──────── Records supplied

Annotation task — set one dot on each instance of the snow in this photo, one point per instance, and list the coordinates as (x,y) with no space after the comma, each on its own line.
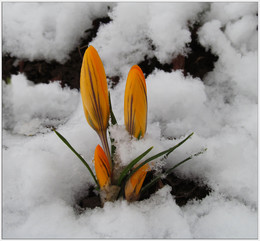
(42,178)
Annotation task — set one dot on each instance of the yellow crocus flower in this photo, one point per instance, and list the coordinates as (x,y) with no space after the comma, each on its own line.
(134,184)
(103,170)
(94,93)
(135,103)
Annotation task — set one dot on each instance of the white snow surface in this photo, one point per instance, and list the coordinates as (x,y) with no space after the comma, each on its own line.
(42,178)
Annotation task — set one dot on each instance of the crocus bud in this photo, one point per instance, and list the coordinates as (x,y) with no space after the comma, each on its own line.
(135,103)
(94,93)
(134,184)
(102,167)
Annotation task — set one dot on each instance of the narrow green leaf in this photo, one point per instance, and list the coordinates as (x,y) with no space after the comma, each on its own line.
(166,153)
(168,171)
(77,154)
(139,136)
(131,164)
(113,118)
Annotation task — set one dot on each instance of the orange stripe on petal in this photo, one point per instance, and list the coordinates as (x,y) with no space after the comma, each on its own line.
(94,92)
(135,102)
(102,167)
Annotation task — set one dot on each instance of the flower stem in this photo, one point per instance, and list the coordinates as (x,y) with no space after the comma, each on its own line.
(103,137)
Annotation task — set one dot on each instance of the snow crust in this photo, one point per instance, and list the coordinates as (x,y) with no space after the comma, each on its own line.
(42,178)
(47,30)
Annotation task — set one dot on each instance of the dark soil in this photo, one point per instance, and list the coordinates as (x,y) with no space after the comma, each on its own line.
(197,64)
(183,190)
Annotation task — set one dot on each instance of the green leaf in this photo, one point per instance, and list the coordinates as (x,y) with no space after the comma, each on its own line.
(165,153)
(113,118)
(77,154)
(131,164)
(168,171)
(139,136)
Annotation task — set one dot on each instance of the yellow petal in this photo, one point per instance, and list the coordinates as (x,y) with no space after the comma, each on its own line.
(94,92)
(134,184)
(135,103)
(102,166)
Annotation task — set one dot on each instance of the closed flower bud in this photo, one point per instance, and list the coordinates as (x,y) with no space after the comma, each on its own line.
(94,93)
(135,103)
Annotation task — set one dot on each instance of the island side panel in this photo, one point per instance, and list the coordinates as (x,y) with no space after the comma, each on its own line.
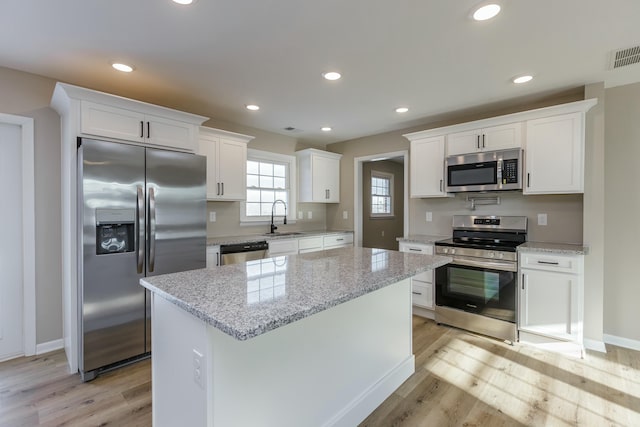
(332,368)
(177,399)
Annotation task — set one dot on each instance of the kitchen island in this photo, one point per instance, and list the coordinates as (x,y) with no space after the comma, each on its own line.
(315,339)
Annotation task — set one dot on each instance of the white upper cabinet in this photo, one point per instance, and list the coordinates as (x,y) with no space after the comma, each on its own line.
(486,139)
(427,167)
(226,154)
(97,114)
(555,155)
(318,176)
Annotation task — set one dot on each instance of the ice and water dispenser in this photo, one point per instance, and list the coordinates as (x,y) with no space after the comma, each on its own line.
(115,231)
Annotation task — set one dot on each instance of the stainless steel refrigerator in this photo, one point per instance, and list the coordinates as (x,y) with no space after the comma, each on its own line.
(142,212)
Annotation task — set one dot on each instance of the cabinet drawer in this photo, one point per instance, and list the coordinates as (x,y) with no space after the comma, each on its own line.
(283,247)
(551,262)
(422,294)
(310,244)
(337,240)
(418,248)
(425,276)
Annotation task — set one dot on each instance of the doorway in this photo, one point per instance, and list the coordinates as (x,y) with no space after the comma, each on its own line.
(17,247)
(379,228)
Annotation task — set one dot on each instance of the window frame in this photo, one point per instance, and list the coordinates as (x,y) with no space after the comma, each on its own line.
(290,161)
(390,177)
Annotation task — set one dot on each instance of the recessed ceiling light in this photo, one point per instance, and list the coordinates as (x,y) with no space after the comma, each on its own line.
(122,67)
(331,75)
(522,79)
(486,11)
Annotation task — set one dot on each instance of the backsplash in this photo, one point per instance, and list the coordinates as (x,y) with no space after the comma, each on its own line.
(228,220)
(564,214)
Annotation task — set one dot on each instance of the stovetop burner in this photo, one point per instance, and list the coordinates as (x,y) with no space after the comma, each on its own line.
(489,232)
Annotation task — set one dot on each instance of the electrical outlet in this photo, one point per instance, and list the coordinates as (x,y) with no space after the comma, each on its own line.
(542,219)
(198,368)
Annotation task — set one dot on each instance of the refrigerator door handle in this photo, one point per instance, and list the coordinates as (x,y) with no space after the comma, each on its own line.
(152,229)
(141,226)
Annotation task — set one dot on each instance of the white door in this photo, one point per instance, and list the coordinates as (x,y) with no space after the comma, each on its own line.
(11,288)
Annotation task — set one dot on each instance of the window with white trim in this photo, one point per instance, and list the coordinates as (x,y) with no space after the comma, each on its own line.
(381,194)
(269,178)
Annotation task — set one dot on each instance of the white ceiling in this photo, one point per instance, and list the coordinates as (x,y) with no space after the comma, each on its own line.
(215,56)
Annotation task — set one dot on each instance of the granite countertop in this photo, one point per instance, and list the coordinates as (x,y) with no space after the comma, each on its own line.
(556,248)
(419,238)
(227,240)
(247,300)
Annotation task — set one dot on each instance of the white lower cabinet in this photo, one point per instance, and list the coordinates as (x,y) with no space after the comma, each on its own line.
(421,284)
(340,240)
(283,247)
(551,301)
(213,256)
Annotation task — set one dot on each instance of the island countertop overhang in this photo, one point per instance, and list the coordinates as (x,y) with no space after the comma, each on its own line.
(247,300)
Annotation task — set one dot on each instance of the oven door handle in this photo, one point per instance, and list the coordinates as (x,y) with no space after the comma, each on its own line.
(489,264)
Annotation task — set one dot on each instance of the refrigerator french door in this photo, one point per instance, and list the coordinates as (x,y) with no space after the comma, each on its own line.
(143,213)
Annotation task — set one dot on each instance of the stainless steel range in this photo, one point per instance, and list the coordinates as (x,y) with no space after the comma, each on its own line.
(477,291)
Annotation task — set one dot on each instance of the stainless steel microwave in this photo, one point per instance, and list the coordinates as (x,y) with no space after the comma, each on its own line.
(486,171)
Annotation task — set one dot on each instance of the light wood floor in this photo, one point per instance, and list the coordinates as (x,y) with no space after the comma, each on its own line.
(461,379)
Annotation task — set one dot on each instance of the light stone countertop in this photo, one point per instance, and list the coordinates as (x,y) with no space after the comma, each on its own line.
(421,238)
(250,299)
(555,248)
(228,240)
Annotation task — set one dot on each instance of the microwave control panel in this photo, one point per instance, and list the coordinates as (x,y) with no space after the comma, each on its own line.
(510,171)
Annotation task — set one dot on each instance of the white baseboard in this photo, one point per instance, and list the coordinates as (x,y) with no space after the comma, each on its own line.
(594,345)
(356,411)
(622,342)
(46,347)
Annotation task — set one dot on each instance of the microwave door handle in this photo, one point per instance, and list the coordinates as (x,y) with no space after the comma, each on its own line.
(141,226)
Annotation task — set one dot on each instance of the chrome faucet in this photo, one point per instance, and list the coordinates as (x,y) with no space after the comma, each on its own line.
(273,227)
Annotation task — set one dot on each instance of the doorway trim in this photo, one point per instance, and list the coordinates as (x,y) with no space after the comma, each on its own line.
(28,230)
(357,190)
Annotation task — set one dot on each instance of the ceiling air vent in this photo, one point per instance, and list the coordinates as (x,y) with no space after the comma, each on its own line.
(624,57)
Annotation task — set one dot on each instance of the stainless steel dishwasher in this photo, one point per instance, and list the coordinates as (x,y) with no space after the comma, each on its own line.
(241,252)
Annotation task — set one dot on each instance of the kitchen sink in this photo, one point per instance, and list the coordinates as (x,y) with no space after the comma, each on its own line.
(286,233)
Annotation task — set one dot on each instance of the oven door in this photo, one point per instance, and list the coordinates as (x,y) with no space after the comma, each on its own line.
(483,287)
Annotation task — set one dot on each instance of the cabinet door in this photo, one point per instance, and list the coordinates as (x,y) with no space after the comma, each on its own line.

────────────────

Problem details → Strip out the images, then output the records above word for word.

Completed exercise →
Annotation task — set one dot on each instance of the snow in this photo, one point per instance, and list the coordinates as (x,y) with no space after the comma, each on its own line.
(42,178)
Annotation task — set one dot on each instance of the yellow crocus flower in this photo, one point per instance, and list the coordinates as (x,y) with no space after the comma, each on its own line.
(134,184)
(103,170)
(94,93)
(135,103)
Annotation task — set one dot on each instance of the white snow surface in this photo, one point per instance, and list the coordinates as (x,y) with no space after the comma, each on its own line.
(42,178)
Annotation task — set one dot on each instance of the crocus bud in this photo, one point per instance, and list the coordinates as (x,y) with no space after the comma, each on its own line.
(135,103)
(94,93)
(134,184)
(102,167)
Annotation task — set one dot on each instance of the narrow green leaf in this photo, one point per instance, and list the coordinates as (x,y) with no space after the comma, each on its own line.
(166,153)
(168,171)
(77,154)
(139,136)
(131,164)
(113,118)
Annotation task — set one dot on each instance of the orange stripe on petal in this photo, one point per instance, and list the coordinates as (x,y) with no space after the comma, each on its own line.
(94,92)
(135,102)
(102,167)
Annotation task — set one dot on each instance of the flower stem in this photo, one point per instance, and list the coordinates as (x,y) with no space after the comma, each on its own line.
(103,137)
Annotation task — set one dot on each instance of the snow crust in this photo, one point per instance, and list the coordinates as (x,y) with no space after the comma, each on its own line.
(42,178)
(47,30)
Annotation task — set one dot on each instance of the dark soil in this photo, one point per instance, and list the coordinates as (x,y) with no space after the comma, each on its own line.
(197,64)
(183,190)
Annotation task — set one dot on each instance of the green leaf in this photo, one point per instance, and list the coordinates as (x,y) with no space after the comma, each on its own line.
(165,153)
(113,118)
(77,154)
(131,164)
(168,171)
(139,136)
Annotation task — set one dot on each instance of the yellow petal in this photo, one point per instance, and list the coordinates as (x,y) with no space after the comma, each on its own line.
(94,92)
(134,184)
(135,103)
(102,166)
Annotation task — set one dot on each instance of the closed flower bud in this photo, one point per instance, and list the coordinates as (x,y) with no space after the comma, each on its own line.
(94,93)
(135,103)
Annotation task — set one dot on each instance of the island side panel in this photo, one point per instance, and list the coordinates as (x,y) with no space after the comma, each on its own line.
(332,368)
(177,399)
Annotation task — set one dot on each instance of the kitchen island in this photo, one point per instance, and list the coordinates as (x,y) with no space after the comma, each on its own line.
(315,339)
Annotation task — set one dot on each instance of the white upper cabinet in this photo, one point per instance, and list the coordinates as (x,y) with no space after the comma, each on its own line.
(486,139)
(427,167)
(226,154)
(97,114)
(555,155)
(318,176)
Annotation task — set one dot on each instance of the ice and water dispenser in this photo, one point per instance, and list the coordinates as (x,y) with no space after the comma, each on its own line.
(115,231)
Annotation task — set one dot on each instance of the stainless steel refrigerator in this photo, one point per instance, and list the coordinates as (x,y) with no space after the comma, each on its own line.
(142,212)
Annotation task — set one dot on each instance of the cabinet drawer in this photo, one point per instance, and list the coordinates as (x,y) with no space after the comma, each on its own line.
(283,247)
(551,262)
(422,294)
(310,244)
(337,240)
(418,248)
(425,276)
Annotation task — set one dot on each instance of the doorway in this photo, one point per instance, and list the coordinates as (x,y) with no space after the comma, each on its own line.
(17,247)
(379,228)
Annotation task — set one dot on each instance of the window frame in this photo, one point per instance, and list the coordinates as (x,y) with no space after the comma, each on its own line.
(290,161)
(390,177)
Annotation task — set one dot on each instance of the recessed ceiling light in this photo, one point per instance, and list the coordinates as (x,y) with no space after the comma, each on its own line.
(122,67)
(331,75)
(522,79)
(486,11)
Annotation task — set one dot on each instance of the backsplash in this photo, one point per instance, and list the coordinates as (x,y) with no space after the comma, each on its own line.
(228,220)
(564,214)
Annotation task — set one dot on each instance of the stovetop burner in this photo, one point per instance, and list the coordinates as (x,y) with no space after the comma, each on its own line.
(489,232)
Annotation task — set one dot on each instance of the electrical outlet in this photo, one point per instance, and list the coordinates as (x,y) with no space after the comma, each on its own line.
(542,219)
(198,368)
Annotation task — set one dot on each instance of the refrigerator door handle in this photo, one point per instance, and list the coordinates as (x,y) with no space after the comma, each on its own line.
(152,229)
(141,226)
Annotation task — set one dot on each instance of the white door in this photo, one point per instance, and list the coordinates as (x,y) with no space after the comma, each on its own line.
(11,288)
Annotation task — set one dot on each instance of the window with white trim in this photo, one point per instance, and list the coordinates as (x,y) with no space after the comma, each on its own line.
(381,194)
(269,178)
Annotation task — set one dot on each instance of the white ceiling in this photo, one point per instance, and list the coordinates as (x,y) with no space after the comma, each on its own line.
(215,56)
Annotation task — set one dot on each instance of the granite countertop in this photo, one point per instance, and list the coordinates as (x,y) with no space after the comma, each on its own line.
(556,248)
(419,238)
(227,240)
(247,300)
Annotation task — set one dot on each instance of the white lower cabinet in this photo, one point per instance, and list the coordinates as (x,y) with no space after the comma, each on its own line.
(421,284)
(340,240)
(283,247)
(551,301)
(213,256)
Annotation task — set one dot on each instance of the island countertop overhang in this photo, one point per instance, and list the coordinates as (x,y) with no space after the comma, each on its own line.
(247,300)
Annotation task — set one dot on each instance of the oven door handle in this photo, one point per instance, and list the coordinates as (x,y) with no space after the comma, each on its own line.
(489,264)
Annotation task — set one dot on each instance of the refrigerator french door in this photo, one point per instance, and list the coordinates as (x,y) with no space after the comma, each on its own line.
(143,213)
Annotation task — set one dot on each instance of the stainless steel range in this photo, one point per instance, and list the coordinates as (x,y) with no space after the comma, each on its own line.
(477,291)
Annotation task — set one dot on each instance of the stainless steel microwave in this photo, one point per instance, and list the coordinates as (x,y) with no space after the comma, each on its own line.
(486,171)
Annotation task — set one dot on each instance of the light wood floor in this photo, one point per instance, and list the coordinates as (x,y) with no space after the comma, each on its own line.
(461,379)
Annotation task — set one dot on each instance of the light stone countertop in this photo, one point per instance, and list the coordinates as (x,y) with no space after the comma, each on its own line.
(421,238)
(250,299)
(555,248)
(228,240)
Annotation task — set one dot on each instance of the microwave control panel in this photo, one point per instance, and list the coordinates as (x,y) with no space after the comma, each on its own line.
(510,171)
Annotation task — set one dot on each instance of the white baseboard in this photo, one point per instance, and list the coordinates as (x,y) with no space after the comma, each on its own line.
(594,345)
(356,411)
(622,342)
(46,347)
Annotation task — set one dot on each instance of the microwave door handle in this photo, one point per instance, and list the coordinates as (x,y) with no space after the comma, each on its own line.
(141,226)
Annotation task — set one dot on each instance of the chrome faucet in this photo, one point per instance, and list the coordinates as (x,y) with no space after the comma, each on its own line.
(273,227)
Annotation task — set one dot on each instance of the doorway trim in this photo, one point per instance, and list the coordinates as (x,y) with no space after the comma, each on its own line.
(28,230)
(357,190)
Annotation task — set one dot on each instance of the ceiling air vent in this photo, one point per instance, and list the coordinates as (x,y) with no space after the comma, each on its own line.
(624,57)
Annotation task — set one dot on each instance of the stainless steel dishwasher in this photo, one point per instance, and list the coordinates as (x,y) with no space after the comma, each on its own line.
(241,252)
Annotation task — set one dot on each instance of the kitchen sink in this photo, one point per instance, and list the coordinates as (x,y) with no space after the comma, each on its own line.
(286,233)
Annotation task — set one dot on each instance of the oven door in this photo, one point per instance, and list the coordinates as (x,y) with no space after the comma, each on its own line.
(483,287)
Annotation task — set one dot on each instance of the cabinet door in this photo, one point per instance, and list the coordinates as (x,y) with no space after the comma, each on its own line.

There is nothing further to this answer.